Text:
┄┄┄┄┄┄
Int’l scholars highlight China’s tech edge

By ZHAO QI / 02-13-2025 / Chinese Social Sciences Today

An engineer debugs a humanoid robot during the Guangdong Provincial High-quality Development Conference, which was held on Feb. 5, 2025, in Guangzhou. Photo: IC PHOTO


In 2024, China made remarkable breakthroughs in scientific and technological development, exemplified by such achievements as the return of the Chang’e-6 lunar probe carrying the first-ever samples from the moon’s far side, the debut of “Origin Wukong,” the country’s third-generation superconducting quantum computer, and the sea trials of the Fujian aircraft carrier. These advancements have attracted growing interest from the global academic community, underscoring China’s expanding role in scientific and technological innovation. 


Indicators of technological strength

James Laurenceson, a professor and director of the Australia-China Relations Institute at the University of Technology Sydney in Australia, recently told CSST that while China has the capacity to assume global leadership in technology, few recognized it and associated the country with high-tech and innovative products. 


“In a recent co-authored study, I argue that a confluence of three major factors—the ongoing growth of China’s domestic market, the government’s relatively unfettered capacity to enact industrial policy that favors what it calls ‘indigenous innovation,’ and broader forces associated with globalization such as mergers and acquisitions (M&As) and cross-border transfers of human capital, knowledge, and technologies—has China poised to become the world’s leading producer and exporter of technology,” Laurenceson remarked. 


Laurenceson identified four useful criteria for assessing technological leadership, including research and development (R&D) intensity, which measures absolute R&D expenditure and facilitates international comparisons; the total number of R&D personnel, which reflects a country’s human resource commitment to R&D; the number of scientific publications and their citation frequency, indicating the contributions of a country’s scientists and engineers to relevant knowledge creation; and the number of patents filed under the Patent Cooperation Treaty, which indicates the extent to which innovations become practical and ultimately find commercial application. 


“Based on these criteria, there is strong evidence that China has been developing its scientific, technological, and innovation capacity at a pace that will enable it to become the global technology leader in the coming decades,” he asserted.
┄┄┄┄┄┄
Data lines:
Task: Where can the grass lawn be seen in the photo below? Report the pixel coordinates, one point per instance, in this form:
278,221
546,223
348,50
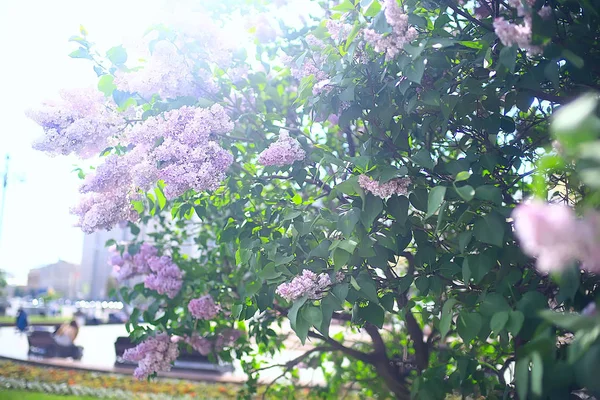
┄┄┄┄┄┄
Set tasks:
A. From the article on China's technology, reproduce the passage from "In 2024, China" to "and innovative products.".
B. Summarize the article on China's technological edge in two sentences.
C. Resume the article on China's technological edge from its final sentence onward.

Answers to the problems:
A.
In 2024, China made remarkable breakthroughs in scientific and technological development, exemplified by such achievements as the return of the Chang’e-6 lunar probe carrying the first-ever samples from the moon’s far side, the debut of “Origin Wukong,” the country’s third-generation superconducting quantum computer, and the sea trials of the Fujian aircraft carrier. These advancements have attracted growing interest from the global academic community, underscoring China’s expanding role in scientific and technological innovation. 


Indicators of technological strength

James Laurenceson, a professor and director of the Australia-China Relations Institute at the University of Technology Sydney in Australia, recently told CSST that while China has the capacity to assume global leadership in technology, few recognized it and associated the country with high-tech and innovative products.

B. In 2024 China made notable scientific and technological breakthroughs, including the Chang'e-6 probe's return with the first samples from the moon's far side, the debut of the "Origin Wukong" quantum computer, and sea trials of the Fujian aircraft carrier, which have drawn growing interest from the global academic community. James Laurenceson of the University of Technology Sydney argues that China's growing domestic market, its industrial policy favoring indigenous innovation, and forces of globalization position it to become the world's leading producer and exporter of technology, and that four criteria, namely R&D intensity, R&D personnel, scientific publications and citations, and international patent filings, show strong evidence that it could become the global technology leader in the coming decades.

C.
Laurenceson elaborated that the skepticism surrounding China’s technological prowess often overlooks the three factors that provide the country with the resources and competitive edge necessary to eventually assume global technology leadership: its growing domestic market; the Chinese government’s ability to introduce diverse industrial policies and measures tailored to the country’s developmental needs, and its capacity to leverage its growing role in international markets to acquire advanced technologies while increasing its capacity to undertake advanced R&D.


“Market size has long been associated with innovation, and China’s market size gives Chinese firms many innovation advantages,” echoed Damian Tobin, a senior lecturer from the Business School at Cork University in Ireland, during a recent interview with CSST


“At the same time, Chinese firms are producing manufactured goods on a broad scale, having assumed global leadership in steel, cement, automobiles, fertilizer, and many other products that are now entering export markets,” Tobin continued. Partnerships with foreign firms generate technology spillovers that  accelerate innovation and high-tech development.”


Tobin pinpointed globalization as the other factor contributing to China’s competitive advantage on its technological development. Amid economic globalization, Chinese enterprises have greater opportunities for overseas collaboration, advancing technological innovation through acquisitions, joint research, and other initiatives. 


New quality productive forces

Commenting on “new quality productive forces,” a novel strategy promoted in China, Tobin said that it prioritizes the development of specific technologies identified by the state over traditional GDP growth targets, implying that technological progress itself can serve as a driver of economic growth.


“Technology is in itself a ‘new productive force’ in addition to the classical factors of labor and capital, and technological innovation, can in turn, spawn additional ‘new productive forces,’” said Laurenceson, adding that the China-proposed new quality productive forces not only integrates market forces, but also combines Marxist theory of productive forces with Chinese practices.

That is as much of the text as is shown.